(Request):
Please repeat the stallion temperament thread word for word, from "Mill Law over" to "when I met him.".

# Primitive Proposal and Mill Law - progeny temperament?



## meardsall_millie (25 March 2009)

I'm currently considering 2 horses (4yo) by the above stallions and am interested to views/thoughts on their progenies temperament, trainability, handling, etc, etc.

Any comments gratefully received - happy to receive PMs if preferred.  Thanks.


----------



## BigRed (25 March 2009)

I understand that Mill Law is something of a saint and that he passes this to his babies.  I don't know about PP.


----------



## scotsmare (25 March 2009)

Have met a couple of Mill Law babies and their temperaments have been lush.


----------



## eventrider23 (25 March 2009)

Mill Law over PP every time....PP himeself has a very very sharp temperament, hence he never did much in the ring himself.  I also knew and know of 2 of his maternal sisters and they are all equally sharp.


----------



## Drum (25 March 2009)

I have a Mill Law 2 year old and he was a saint from birth, very sweet temperament and loves attention.  

Also Mill Law himself was very chilled and good natured when I met him.


----------



## meardsall_millie (25 March 2009)

That's interesting er23 - you don't happen to know of any of his (PP) progeny do you?  I'm told the mare I'm looking at is quite relaxed and easy to do - I wonder if she's picked up her mum's temperament instead?!


----------



## elizabeth1 (25 March 2009)

I have a Mill Law yearling and she is so easy to handle, she is sensible and quick to learn so I would recommend Mill Law.


----------



## ihatework (25 March 2009)

We have a young PP on my yard. She is a bit tempremental and sharp, doesn't show much of a jumping technique and has god awful front limb confo.
It wouldn't inspire me to rush and look at the stallion although I appreciate that is very unfair of me as this mares dam could have been a shocker for all I know.


----------



## millitiger (25 March 2009)

i have a PP baby (rising 3) and he is super in every way.

he has a beautiful temperament, is almost too laidback and too much of a softy- it is quite hard to get him energized to do anything that required effort!

he was the ugliest foal in the world but has blossomed into a stunning young horse- i have had countless blank cheque offers for him.

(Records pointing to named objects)

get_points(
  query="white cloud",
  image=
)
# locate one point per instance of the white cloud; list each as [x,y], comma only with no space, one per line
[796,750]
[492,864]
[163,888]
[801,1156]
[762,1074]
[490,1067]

--

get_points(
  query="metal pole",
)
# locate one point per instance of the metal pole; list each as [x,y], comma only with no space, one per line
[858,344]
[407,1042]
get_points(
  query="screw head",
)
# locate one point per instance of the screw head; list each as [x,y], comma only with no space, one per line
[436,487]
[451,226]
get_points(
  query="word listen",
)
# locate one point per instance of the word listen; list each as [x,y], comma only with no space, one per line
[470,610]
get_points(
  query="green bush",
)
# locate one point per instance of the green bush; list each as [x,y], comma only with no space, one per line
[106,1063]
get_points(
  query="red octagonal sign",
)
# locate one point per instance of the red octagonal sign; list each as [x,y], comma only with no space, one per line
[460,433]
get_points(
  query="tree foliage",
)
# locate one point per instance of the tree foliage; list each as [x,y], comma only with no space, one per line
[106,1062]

* * *

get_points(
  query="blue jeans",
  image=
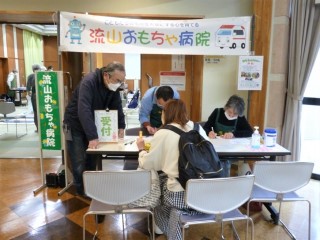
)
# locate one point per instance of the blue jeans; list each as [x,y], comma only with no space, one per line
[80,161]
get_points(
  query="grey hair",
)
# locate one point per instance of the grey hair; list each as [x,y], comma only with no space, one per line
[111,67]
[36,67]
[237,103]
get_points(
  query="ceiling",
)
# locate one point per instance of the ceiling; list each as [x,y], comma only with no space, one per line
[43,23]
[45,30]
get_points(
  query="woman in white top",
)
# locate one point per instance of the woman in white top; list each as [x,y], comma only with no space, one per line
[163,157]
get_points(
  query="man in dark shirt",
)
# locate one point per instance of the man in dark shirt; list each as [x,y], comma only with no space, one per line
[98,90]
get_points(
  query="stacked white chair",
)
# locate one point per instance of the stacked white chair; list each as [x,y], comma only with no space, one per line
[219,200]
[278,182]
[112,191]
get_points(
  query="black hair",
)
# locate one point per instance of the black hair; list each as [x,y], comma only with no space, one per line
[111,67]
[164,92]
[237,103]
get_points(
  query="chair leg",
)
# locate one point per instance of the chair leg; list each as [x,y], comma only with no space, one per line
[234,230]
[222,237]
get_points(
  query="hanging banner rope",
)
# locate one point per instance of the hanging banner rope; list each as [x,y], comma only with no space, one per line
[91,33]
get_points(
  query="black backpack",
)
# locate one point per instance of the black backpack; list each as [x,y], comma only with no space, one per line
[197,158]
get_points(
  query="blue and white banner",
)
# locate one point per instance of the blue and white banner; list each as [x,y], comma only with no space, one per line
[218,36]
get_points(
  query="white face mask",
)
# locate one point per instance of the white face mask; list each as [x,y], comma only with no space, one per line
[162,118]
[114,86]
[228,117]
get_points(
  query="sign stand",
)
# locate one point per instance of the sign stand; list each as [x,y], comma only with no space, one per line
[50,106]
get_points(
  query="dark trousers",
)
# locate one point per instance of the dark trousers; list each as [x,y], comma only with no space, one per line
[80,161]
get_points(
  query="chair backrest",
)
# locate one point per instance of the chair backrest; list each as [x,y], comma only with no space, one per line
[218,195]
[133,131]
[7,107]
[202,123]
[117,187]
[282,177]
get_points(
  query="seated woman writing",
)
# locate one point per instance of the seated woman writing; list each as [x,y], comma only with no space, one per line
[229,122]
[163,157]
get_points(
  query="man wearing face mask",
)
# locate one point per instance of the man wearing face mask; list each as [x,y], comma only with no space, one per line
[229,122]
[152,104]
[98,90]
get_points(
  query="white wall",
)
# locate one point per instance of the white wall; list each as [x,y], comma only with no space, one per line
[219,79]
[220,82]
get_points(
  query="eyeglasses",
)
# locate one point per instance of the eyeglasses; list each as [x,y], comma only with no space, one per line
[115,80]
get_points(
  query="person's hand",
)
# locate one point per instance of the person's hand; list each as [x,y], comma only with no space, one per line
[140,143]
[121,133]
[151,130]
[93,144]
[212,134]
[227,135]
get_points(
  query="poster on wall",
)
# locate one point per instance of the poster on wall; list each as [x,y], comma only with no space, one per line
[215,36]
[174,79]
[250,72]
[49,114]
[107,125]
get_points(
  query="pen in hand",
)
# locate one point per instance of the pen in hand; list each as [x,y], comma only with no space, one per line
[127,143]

(Task response):
Mill Law over PP every time....PP himeself has a very very sharp temperament, hence he never did much in the ring himself.  I also knew and know of 2 of his maternal sisters and they are all equally sharp.


----------



## Drum (25 March 2009)

I have a Mill Law 2 year old and he was a saint from birth, very sweet temperament and loves attention.  

Also Mill Law himself was very chilled and good natured when I met him.